| Что нужно сделать |
A. Определите, соответствуют ли отрывку о Сергее Макарове следующие утверждения. (i) Автор записывал интервью со Львом Аннинским. (ii) Когда автор пришёл во Дворец творчества Юных, Макаров занимался с группой новичков без всякого опыта. (iii) Макаров с самого начала сказал автору, что тот самый слабый из его учеников. На каждое ответьте «да» или «нет» и приведите решающие слова отрывка дословно.
B. Перескажите короче абзац отрывка о Сергее Макарове, начинающийся словами «Что касается моей собственной». Сохраните его главные факты.
C. Выведите без изменений часть отрывка о Сергее Макарове между словами «Над славянским полем...» и «и многими другими.», включая их.

| Цитируемый текст |
────

Над славянским полем... Отрывок

Кирилл Козлов
          В жизни с нами происходит множество невероятного и порой непостижимого. В череде каждодневных событий, которые даже не задерживаются в нашей памяти, существуют события «вертикальные», «стержневые», «формообразующие». Такие разнообразные и весьма занятные характеристики мне доводилось слышать, записывая интервью с выдающимися людьми современности: литературоведом Львом Аннинским, поэтом Андреем Шацковым, художником Анатолием Евменовым и многими другими.
          Что касается моей собственной, пока ещё не столь продолжительной жизни, то встречи с этими людьми уже можно назвать событиями стержневыми. Однако задолго до этого произошла встреча, значимость которой, пожалуй, вовсе невозможно определить при помощи превосходных степеней. Я имею в виду встречу с великолепным современным поэтом Сергеем Георгиевичем Макаровым – человеком, которому посвящены мои сегодняшние размышления.
           «То был русский Фальстаф, ликующая плоть. Скинув, как латы, кожаную душегрейку, в посконной рубахе в "пятухах", звал к самовару. Блины подавал стопкой, "яишницу" диаметром в полметра – шмяк на блюдо» . Эти слова принадлежат писателю-эммигранту Григорию Рыскину (США) – к его во всех отношениях важной статье о творчестве Сергея Макарова мы ещё неоднократно вернёмся. (Здесь и далее цитируется по материалам, опубликованным в альманахе «Панорама» № 1052, june 6 – 12, 2001, с. B – 2, B – 8. Издатель альманаха: KMNB MEDIA GROUP, Лос-Анджелес, США.) Сейчас же мне хотелось бы поделиться такими воспоминаниями. Когда я впервые появился во Дворце творчества Юных, Макаров вёл группу довольно сильных молодых литераторов. Я же не умел вообще ничего: характеризуя такое положение вещей, обычно применяют латинское выражение «tabula rasa». И Макаров это прекрасно понимал. Впоследствии, когда между нами уже наладились тесные отношения, он откровенно признался, что я был самым слабым из всех его учеников. Я тогда искренне поблагодарил учителя за то, что он не обозначал это с самого начала, дав возможность либо подрасти и закрепиться, либо вовсе сойти с дистанции.

────

| Записи данных |
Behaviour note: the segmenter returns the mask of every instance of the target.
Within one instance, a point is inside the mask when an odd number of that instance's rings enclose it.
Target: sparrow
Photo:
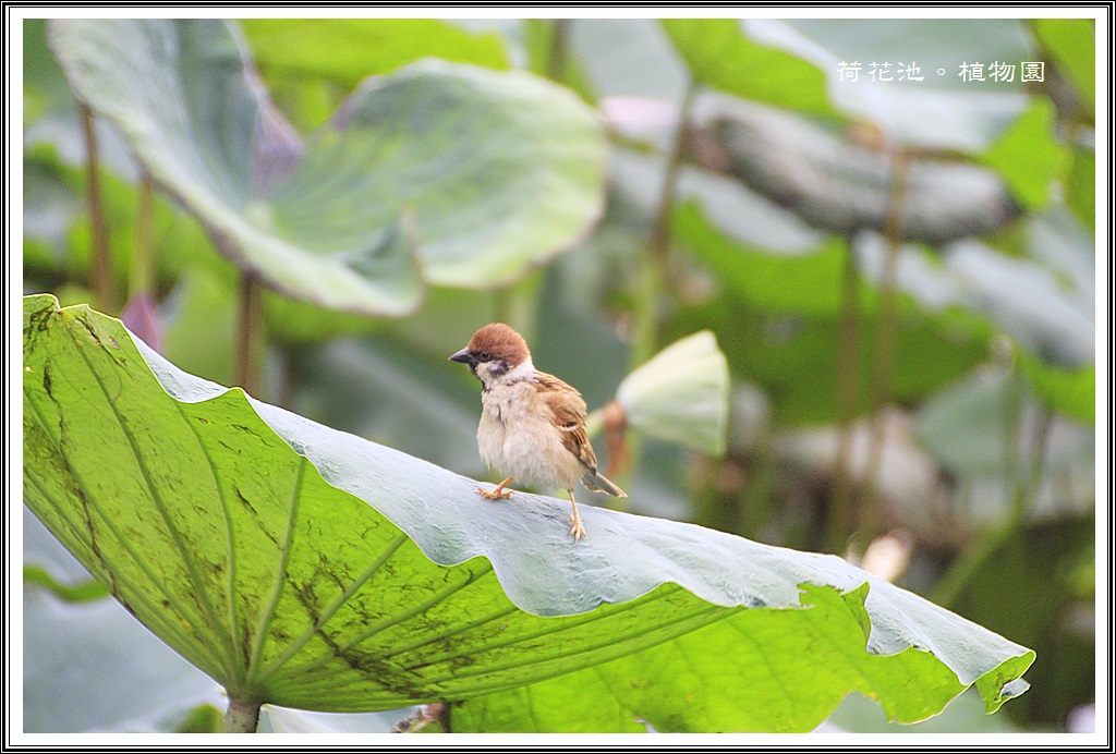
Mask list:
[[[450,360],[468,365],[481,381],[477,444],[489,468],[509,475],[491,491],[478,487],[483,497],[511,496],[506,487],[512,480],[540,490],[566,490],[574,506],[569,533],[575,542],[586,533],[574,499],[578,480],[594,492],[627,497],[597,472],[581,394],[536,369],[521,335],[502,322],[485,325]]]

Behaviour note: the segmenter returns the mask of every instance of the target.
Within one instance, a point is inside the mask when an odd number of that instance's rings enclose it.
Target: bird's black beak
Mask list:
[[[451,356],[450,360],[461,361],[462,364],[468,364],[469,366],[477,364],[477,359],[473,358],[473,355],[469,352],[468,348],[462,348],[460,351]]]

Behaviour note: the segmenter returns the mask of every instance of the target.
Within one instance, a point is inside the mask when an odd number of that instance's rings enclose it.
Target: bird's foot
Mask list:
[[[577,542],[588,532],[586,532],[585,526],[581,525],[581,516],[579,516],[577,513],[570,513],[568,518],[569,522],[574,524],[573,528],[569,530],[569,533],[574,538],[574,541]]]
[[[481,493],[481,497],[485,497],[488,500],[503,500],[506,497],[511,497],[512,491],[504,490],[503,487],[506,484],[511,482],[512,478],[513,477],[509,476],[503,482],[500,482],[500,484],[496,485],[492,490],[483,490],[481,487],[477,487],[477,492]]]

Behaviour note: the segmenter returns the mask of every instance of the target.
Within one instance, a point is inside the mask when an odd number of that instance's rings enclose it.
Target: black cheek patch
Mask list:
[[[503,377],[509,371],[511,371],[511,365],[503,359],[492,359],[489,361],[489,375],[494,379]]]

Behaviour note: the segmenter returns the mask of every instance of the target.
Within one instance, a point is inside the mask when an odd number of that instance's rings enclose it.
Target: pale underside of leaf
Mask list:
[[[623,690],[682,651],[695,687],[710,668],[733,688],[775,683],[771,698],[816,686],[727,718],[808,729],[854,689],[917,719],[977,683],[994,709],[1033,659],[837,558],[590,506],[574,544],[561,501],[482,500],[471,480],[181,373],[84,307],[29,297],[25,344],[27,504],[238,698],[485,705],[619,674],[620,707],[704,727]],[[754,646],[729,649],[742,638]]]

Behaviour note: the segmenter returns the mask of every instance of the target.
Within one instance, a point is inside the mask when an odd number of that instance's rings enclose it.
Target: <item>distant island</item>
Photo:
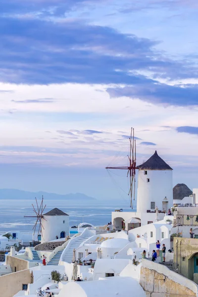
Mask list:
[[[45,192],[31,192],[15,189],[0,189],[0,199],[34,199],[35,197],[39,199],[43,195],[45,199],[96,200],[96,198],[87,196],[82,193],[69,194],[65,195],[48,193]]]

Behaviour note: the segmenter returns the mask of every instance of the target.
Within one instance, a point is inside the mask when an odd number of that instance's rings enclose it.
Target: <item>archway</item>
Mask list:
[[[65,232],[64,231],[62,231],[60,233],[60,238],[64,238],[65,237]]]
[[[121,217],[115,218],[114,219],[114,225],[115,227],[115,230],[117,231],[121,231],[123,227],[125,226],[124,221],[123,218]]]

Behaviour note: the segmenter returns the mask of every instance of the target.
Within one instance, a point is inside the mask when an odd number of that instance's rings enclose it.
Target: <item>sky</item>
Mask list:
[[[132,127],[198,188],[197,0],[1,3],[1,188],[125,198]]]

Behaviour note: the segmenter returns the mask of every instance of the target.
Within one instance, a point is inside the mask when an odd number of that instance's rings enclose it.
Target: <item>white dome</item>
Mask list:
[[[113,238],[107,239],[101,244],[101,248],[122,248],[129,243],[129,241],[123,238]]]

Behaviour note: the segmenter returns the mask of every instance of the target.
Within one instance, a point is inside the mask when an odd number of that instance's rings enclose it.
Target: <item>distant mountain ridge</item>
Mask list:
[[[46,199],[61,199],[61,200],[96,200],[96,198],[87,196],[82,193],[70,193],[61,195],[55,193],[49,193],[45,192],[31,192],[15,189],[0,189],[0,199],[32,199],[35,197],[40,198],[43,195]]]

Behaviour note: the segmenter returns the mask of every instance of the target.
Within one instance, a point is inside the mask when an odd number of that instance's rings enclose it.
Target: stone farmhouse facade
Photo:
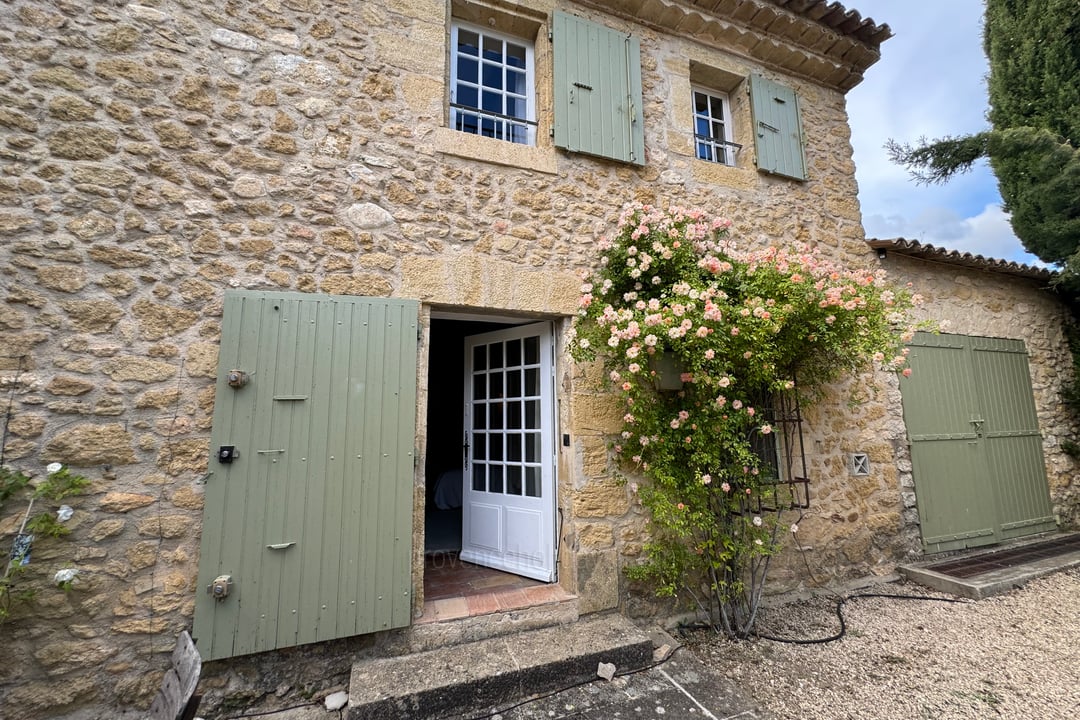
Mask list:
[[[0,21],[3,462],[92,480],[0,626],[0,715],[143,717],[185,629],[221,703],[680,610],[622,574],[645,517],[608,458],[620,410],[565,348],[627,201],[883,263],[947,332],[1022,341],[1050,524],[1077,521],[1065,311],[1040,271],[867,245],[845,93],[890,30],[839,3],[12,0]],[[921,557],[897,380],[850,379],[802,427],[816,581]],[[554,594],[438,622],[447,507],[463,556]],[[777,588],[802,568],[785,552]]]

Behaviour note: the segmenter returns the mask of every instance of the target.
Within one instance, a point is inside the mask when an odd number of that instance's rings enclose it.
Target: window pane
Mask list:
[[[488,65],[485,63],[484,82],[482,84],[485,87],[490,87],[491,90],[502,90],[502,66]]]
[[[514,42],[507,43],[507,65],[515,68],[525,67],[525,45]]]
[[[467,105],[470,108],[475,108],[477,106],[476,98],[478,97],[478,92],[475,87],[469,85],[458,85],[458,91],[455,96],[455,103],[458,105]],[[473,126],[475,126],[475,120],[473,121]]]
[[[502,63],[502,41],[498,38],[484,36],[484,59]]]
[[[522,371],[507,370],[507,397],[522,396]]]
[[[525,426],[540,430],[540,400],[525,400]]]
[[[484,106],[481,110],[487,110],[488,112],[498,112],[499,114],[505,114],[502,112],[502,95],[499,93],[490,93],[484,91]]]
[[[516,465],[507,468],[507,494],[522,494],[522,468]]]
[[[458,30],[458,52],[468,55],[480,54],[480,33],[461,28]]]
[[[507,70],[507,92],[524,96],[528,94],[528,86],[525,84],[525,73],[516,70]]]
[[[525,462],[540,462],[540,433],[525,433]]]
[[[522,341],[507,342],[507,367],[517,367],[522,364]]]
[[[458,80],[476,84],[480,64],[468,55],[458,55]]]
[[[528,109],[528,105],[525,103],[524,98],[508,95],[505,97],[505,100],[507,100],[507,110],[505,112],[503,112],[503,114],[508,114],[511,118],[525,117],[525,112]],[[524,130],[524,127],[522,127],[522,130]]]
[[[540,468],[525,468],[525,494],[529,498],[540,497]]]
[[[473,348],[473,369],[487,369],[487,345],[476,345]]]

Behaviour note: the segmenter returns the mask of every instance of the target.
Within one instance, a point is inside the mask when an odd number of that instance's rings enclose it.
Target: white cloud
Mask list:
[[[926,207],[914,217],[899,213],[865,215],[863,225],[867,237],[904,237],[960,253],[1038,263],[1020,246],[1009,225],[1009,214],[997,204],[986,205],[972,217],[961,217],[943,206]]]
[[[907,237],[986,257],[1036,262],[1001,210],[985,163],[946,185],[918,186],[889,161],[888,139],[915,144],[988,127],[982,0],[850,0],[894,37],[848,94],[859,200],[868,237]]]

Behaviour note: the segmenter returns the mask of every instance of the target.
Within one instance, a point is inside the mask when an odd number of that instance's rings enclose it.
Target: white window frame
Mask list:
[[[476,57],[477,74],[476,82],[458,77],[459,65],[459,35],[461,30],[475,32],[480,36],[481,50]],[[482,57],[483,46],[487,41],[501,43],[513,43],[525,50],[525,94],[518,94],[507,90],[507,69],[519,70],[510,66],[505,62],[507,54],[501,53],[502,62],[497,62]],[[470,56],[465,56],[470,57]],[[502,87],[485,87],[483,68],[501,68]],[[463,87],[475,89],[476,101],[480,107],[462,107],[459,104],[459,84]],[[499,95],[502,99],[502,112],[494,112],[481,109],[484,105],[483,96],[488,97]],[[523,99],[525,101],[525,117],[513,113],[505,113],[507,98]],[[496,32],[488,28],[454,21],[450,25],[450,127],[463,133],[494,137],[496,139],[513,142],[516,145],[536,146],[537,144],[537,121],[536,121],[536,63],[534,59],[532,41],[524,38]]]
[[[731,98],[727,93],[720,93],[700,85],[690,86],[690,105],[693,110],[693,154],[698,160],[719,163],[721,165],[734,165],[735,155],[742,146],[732,140],[731,132]],[[705,112],[698,111],[698,95],[708,98]],[[716,112],[715,104],[720,105],[719,112]],[[708,134],[699,132],[699,123],[704,121],[708,125]],[[714,123],[720,123],[724,130],[724,137],[713,135]]]

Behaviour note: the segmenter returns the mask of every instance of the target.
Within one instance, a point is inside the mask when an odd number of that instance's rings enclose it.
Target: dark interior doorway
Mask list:
[[[428,362],[428,451],[424,457],[424,554],[461,549],[464,465],[464,338],[510,327],[494,322],[431,321]]]

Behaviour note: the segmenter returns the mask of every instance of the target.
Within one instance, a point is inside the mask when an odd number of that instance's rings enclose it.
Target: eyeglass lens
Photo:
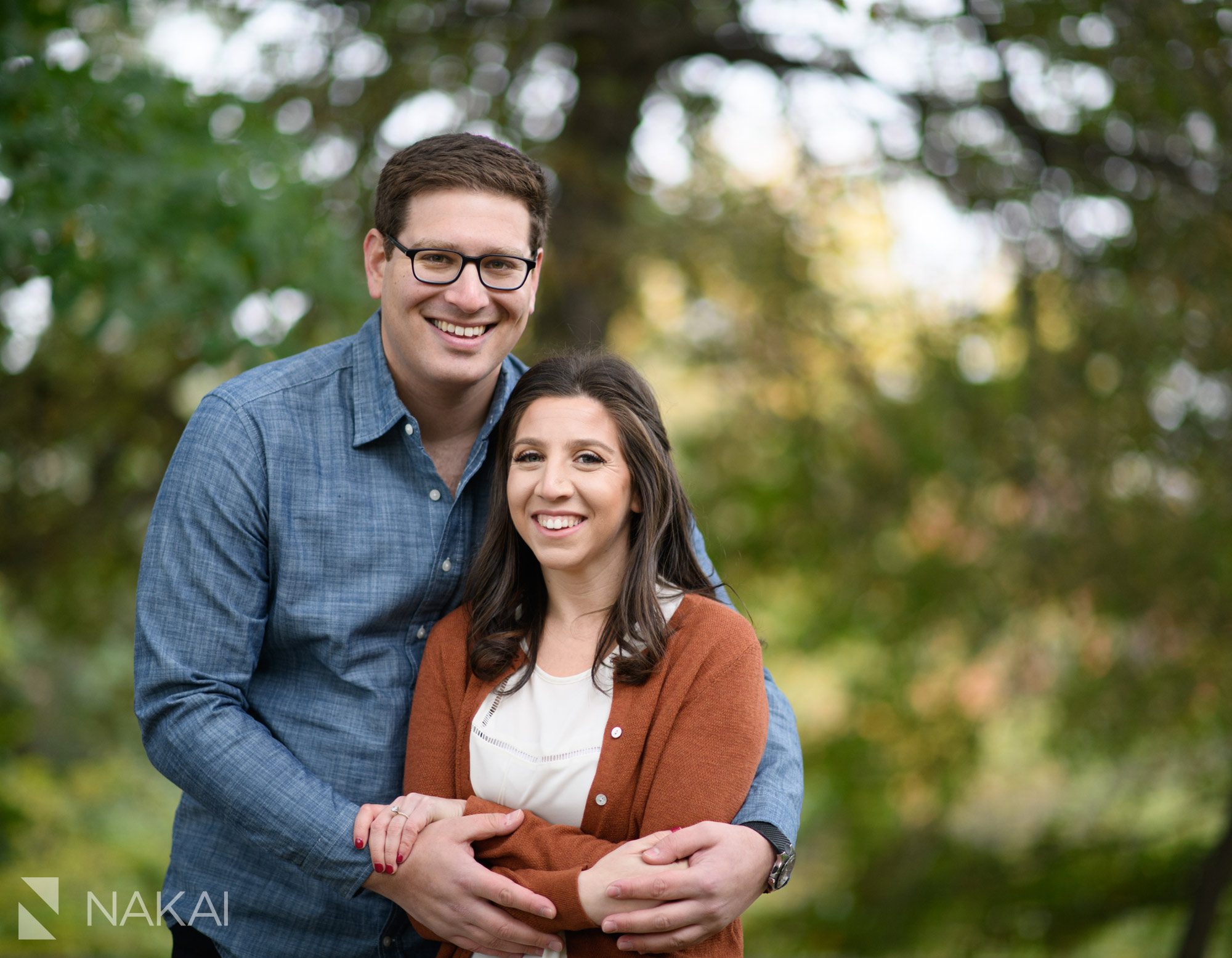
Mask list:
[[[415,278],[424,283],[452,283],[464,265],[452,250],[419,250],[410,262]],[[526,281],[529,268],[521,260],[484,256],[479,260],[479,278],[493,289],[516,289]]]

────

| Полученные ответы |
A.
(i) Да: «записывая интервью с выдающимися людьми современности: литературоведом Львом Аннинским».
(ii) Нет: «Макаров вёл группу довольно сильных молодых литераторов».
(iii) Нет: «Впоследствии, когда между нами уже наладились тесные отношения, он откровенно признался, что я был самым слабым из всех его учеников».

B. Встречи с этими людьми автор уже считает стержневыми событиями своей жизни. Но гораздо раньше была встреча, значимость которой не передать даже превосходными степенями, — с поэтом Сергеем Георгиевичем Макаровым. Ему и посвящены размышления автора.

C.
Над славянским полем... Отрывок

Кирилл Козлов
          В жизни с нами происходит множество невероятного и порой непостижимого. В череде каждодневных событий, которые даже не задерживаются в нашей памяти, существуют события «вертикальные», «стержневые», «формообразующие». Такие разнообразные и весьма занятные характеристики мне доводилось слышать, записывая интервью с выдающимися людьми современности: литературоведом Львом Аннинским, поэтом Андреем Шацковым, художником Анатолием Евменовым и многими другими.